• _Task prompt_:
Please repeat the records below word for word, changing nothing.

• _Material to process_:
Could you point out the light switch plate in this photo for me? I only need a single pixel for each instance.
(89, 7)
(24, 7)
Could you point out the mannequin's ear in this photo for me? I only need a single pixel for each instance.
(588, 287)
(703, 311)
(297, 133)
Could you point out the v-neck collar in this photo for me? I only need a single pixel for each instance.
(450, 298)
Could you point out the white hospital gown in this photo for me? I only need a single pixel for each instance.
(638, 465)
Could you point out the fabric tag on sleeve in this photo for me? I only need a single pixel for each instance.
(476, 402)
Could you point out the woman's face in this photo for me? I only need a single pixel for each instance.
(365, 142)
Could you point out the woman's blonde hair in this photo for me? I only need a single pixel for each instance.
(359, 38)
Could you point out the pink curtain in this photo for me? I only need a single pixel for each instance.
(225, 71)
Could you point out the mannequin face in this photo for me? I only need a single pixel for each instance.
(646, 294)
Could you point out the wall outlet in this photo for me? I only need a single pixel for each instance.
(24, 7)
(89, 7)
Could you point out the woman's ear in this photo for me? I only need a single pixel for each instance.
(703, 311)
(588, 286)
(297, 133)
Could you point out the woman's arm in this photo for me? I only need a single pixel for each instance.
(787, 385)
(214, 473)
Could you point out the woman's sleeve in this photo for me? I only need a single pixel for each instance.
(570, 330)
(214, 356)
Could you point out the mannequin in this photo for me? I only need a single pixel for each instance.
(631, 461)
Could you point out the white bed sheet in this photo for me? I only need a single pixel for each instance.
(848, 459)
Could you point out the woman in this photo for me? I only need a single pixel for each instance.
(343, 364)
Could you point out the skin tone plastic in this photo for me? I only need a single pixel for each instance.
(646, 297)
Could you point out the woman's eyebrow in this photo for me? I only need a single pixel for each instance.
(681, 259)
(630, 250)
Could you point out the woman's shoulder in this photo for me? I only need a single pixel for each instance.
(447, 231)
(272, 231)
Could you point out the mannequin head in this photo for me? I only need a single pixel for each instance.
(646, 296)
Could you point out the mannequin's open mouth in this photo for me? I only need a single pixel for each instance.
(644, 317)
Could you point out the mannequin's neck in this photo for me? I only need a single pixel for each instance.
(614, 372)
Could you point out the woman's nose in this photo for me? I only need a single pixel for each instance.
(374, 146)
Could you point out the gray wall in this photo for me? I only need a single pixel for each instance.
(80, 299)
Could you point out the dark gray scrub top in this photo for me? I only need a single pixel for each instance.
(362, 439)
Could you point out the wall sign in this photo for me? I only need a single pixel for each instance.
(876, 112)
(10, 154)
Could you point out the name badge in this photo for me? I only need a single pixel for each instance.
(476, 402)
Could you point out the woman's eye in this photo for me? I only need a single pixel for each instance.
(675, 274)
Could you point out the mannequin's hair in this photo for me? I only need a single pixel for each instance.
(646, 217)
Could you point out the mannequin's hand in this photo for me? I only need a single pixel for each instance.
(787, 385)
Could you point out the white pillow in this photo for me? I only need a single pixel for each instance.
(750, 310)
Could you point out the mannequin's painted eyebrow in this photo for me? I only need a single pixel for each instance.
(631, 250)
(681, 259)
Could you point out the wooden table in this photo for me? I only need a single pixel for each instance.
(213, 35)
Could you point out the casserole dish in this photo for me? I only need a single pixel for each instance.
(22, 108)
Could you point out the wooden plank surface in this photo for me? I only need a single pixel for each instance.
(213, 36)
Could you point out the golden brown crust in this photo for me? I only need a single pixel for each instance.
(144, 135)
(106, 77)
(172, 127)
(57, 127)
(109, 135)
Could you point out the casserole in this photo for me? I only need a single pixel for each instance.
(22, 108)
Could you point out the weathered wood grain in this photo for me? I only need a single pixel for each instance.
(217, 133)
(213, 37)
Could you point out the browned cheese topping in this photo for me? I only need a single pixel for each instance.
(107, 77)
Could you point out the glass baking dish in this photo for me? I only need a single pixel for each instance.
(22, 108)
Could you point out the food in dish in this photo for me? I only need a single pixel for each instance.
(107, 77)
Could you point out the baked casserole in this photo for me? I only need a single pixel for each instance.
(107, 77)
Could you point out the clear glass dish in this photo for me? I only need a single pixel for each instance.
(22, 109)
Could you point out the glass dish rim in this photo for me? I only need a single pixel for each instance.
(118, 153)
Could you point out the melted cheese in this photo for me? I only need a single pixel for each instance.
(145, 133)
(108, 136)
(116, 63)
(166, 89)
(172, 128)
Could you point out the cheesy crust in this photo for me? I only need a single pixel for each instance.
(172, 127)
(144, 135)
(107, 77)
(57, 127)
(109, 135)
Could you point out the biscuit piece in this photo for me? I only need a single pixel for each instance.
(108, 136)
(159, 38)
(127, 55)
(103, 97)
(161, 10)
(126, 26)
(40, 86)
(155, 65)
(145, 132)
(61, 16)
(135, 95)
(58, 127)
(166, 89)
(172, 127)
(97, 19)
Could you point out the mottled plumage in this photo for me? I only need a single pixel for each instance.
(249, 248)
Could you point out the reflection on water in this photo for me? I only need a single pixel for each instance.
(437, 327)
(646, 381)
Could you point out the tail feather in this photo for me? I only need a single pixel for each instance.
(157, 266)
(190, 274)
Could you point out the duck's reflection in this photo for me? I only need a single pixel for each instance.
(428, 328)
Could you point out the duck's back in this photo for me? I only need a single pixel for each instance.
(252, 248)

• _Solution below_:
Could you point out the light switch plate in this photo for me? I only need a single pixel for each instance.
(89, 7)
(24, 7)
Could you point out the mannequin's ear in this photo for me? I only need a single pixel for each instance.
(588, 287)
(703, 311)
(297, 133)
Could you point out the v-neck collar in this photo for me? I only need a single pixel for each instance.
(450, 298)
Could you point out the white hospital gown in this photo for me? I only need a single pixel for each instance.
(638, 465)
Could you point out the fabric tag on sleeve in this photo for me? I only need a single pixel for each instance.
(476, 402)
Could you point out the woman's face in this photo for me? I only need a single pixel for each instance.
(365, 142)
Could you point out the woman's blonde hair in this photo for me? I only need a single pixel for each instance.
(359, 38)
Could you point out the pink curtain in this photo for me? I only need a single pixel for each instance.
(225, 71)
Could you point out the mannequin face in this photo for me? I only need a single pixel for each instance.
(646, 294)
Could you point out the wall outlet in this photo for me? I only need a single pixel for each instance.
(24, 7)
(89, 7)
Could you point out the woman's ear in this photo for me? I only need a single pixel for each instance.
(703, 311)
(588, 286)
(297, 133)
Could you point out the woman's arm in this photo for me? I only need a single pixel for each instance.
(787, 385)
(214, 473)
Could you point out the woman's sleeve in this photo for me? I only need a single pixel for each instance.
(570, 330)
(214, 356)
Could you point out the mannequin in this photo for me? I only need a single pixel for each instance.
(631, 461)
Could you point out the white bed sheet in this photo for me? I only need a single pixel for each instance.
(848, 459)
Could you point out the woman in this photo for me? I only need a single pixel for each instance.
(343, 364)
Could you point out the skin tone plastic in this photo for me? I only need a single pixel for each instance.
(646, 297)
Could you point out the woman's eyebrow in this photo for me? I only need a single pixel for each instance.
(681, 259)
(630, 250)
Could you point out the woman's shoulder in this photo for me? I only need a single pixel for each instance.
(447, 231)
(272, 231)
Could you point out the mannequin head in this photo for me? I only need a single pixel for each instance.
(646, 296)
Could you point out the mannequin's open mouth in this photo for me? I only need a single pixel for each instance.
(644, 317)
Could you point out the mannequin's neck in this photo for me? I only need a single pixel for each instance.
(614, 372)
Could you point out the woman's nose in this photo for me? I only need a single pixel for each instance.
(374, 146)
Could you point out the gray wall in this photo for me? I only need a single pixel for each instance.
(80, 299)
Could you point out the dark gray scrub top in this photo for me? I only need a single pixel for each instance.
(362, 439)
Could you point out the wall sign in this photo for me? I only need a single pixel for each instance.
(876, 112)
(10, 154)
Could you point out the name badge in this photo for me? I only need a single pixel for each instance.
(476, 402)
Could you point out the woman's eye in this photo for me? I only need a single pixel for each instance.
(675, 274)
Could you point out the mannequin's hair in this photo for me? I only need a single pixel for each instance.
(646, 217)
Could you point out the mannequin's hand in this photo for me? I only need a single pixel for each instance.
(787, 385)
Could you point out the white pillow in this photo for me? I only need a single pixel for each instance.
(750, 310)
Could you point out the mannequin's painted eyebrow in this photo for me? I only need a single pixel for each instance.
(631, 250)
(681, 259)
Could you point out the wooden table in this photo for me? I only need a single pixel for each instance.
(213, 35)
Could you point out the casserole dish in this photo for me? I only need a single pixel for each instance.
(22, 108)
Could you point out the wooden plank surface in this photo for me? I only need a single pixel for each instance.
(213, 36)
Could you point out the golden brown crust in this photo for me? I only need a single pixel for each instance.
(144, 135)
(106, 77)
(172, 127)
(57, 127)
(109, 135)
Could you point out the casserole in this photo for me? I only need a single pixel for each instance.
(22, 108)
Could you point out the weathered wood grain in this photo for me? I only need a single pixel for each instance.
(217, 133)
(213, 37)
Could you point out the browned cheese topping in this photo for me? I only need a single pixel for each instance.
(107, 77)
Could you point out the glass baking dish in this photo for me? I only need a single pixel for each instance.
(22, 108)
Could you point out the food in dish in this photo for me? I only need a single pixel for each instance.
(107, 77)
Could you point out the baked casserole in this photo for me? I only need a single pixel for each instance.
(107, 77)
Could you point out the clear glass dish in this photo for me? I only need a single pixel for each instance.
(22, 109)
Could you point out the glass dish rim in this photo for me? I only need a single pixel for each instance.
(118, 153)
Could you point out the melted cheese in this photo for me? I only need a single pixel for each instance.
(145, 133)
(108, 136)
(116, 63)
(166, 89)
(172, 128)
Could you point out the cheesy crust in this photo for me? I only need a single pixel for each instance.
(172, 127)
(144, 135)
(107, 77)
(57, 127)
(109, 135)
Could you point out the biscuit piece in this photo for me? I only need a single pixel for each instance.
(108, 136)
(159, 38)
(127, 55)
(103, 97)
(161, 10)
(126, 26)
(40, 86)
(155, 65)
(145, 132)
(61, 16)
(135, 95)
(58, 127)
(166, 89)
(172, 127)
(97, 19)
Could you point out the mottled plumage in this photo for me? I only need a single pixel for each instance.
(249, 248)
Could you point out the reflection on water in this photo for me? I only need a single pixel for each instance.
(437, 327)
(646, 381)
Could you point out the tail feather in this photo for me? I only need a single pixel for each instance.
(157, 266)
(190, 274)
Could you point out the duck's reflection in this photo for me? I only need a single pixel for each instance.
(428, 328)
Could you point out the duck's back in this photo for me? I only need a single pixel for each instance.
(252, 248)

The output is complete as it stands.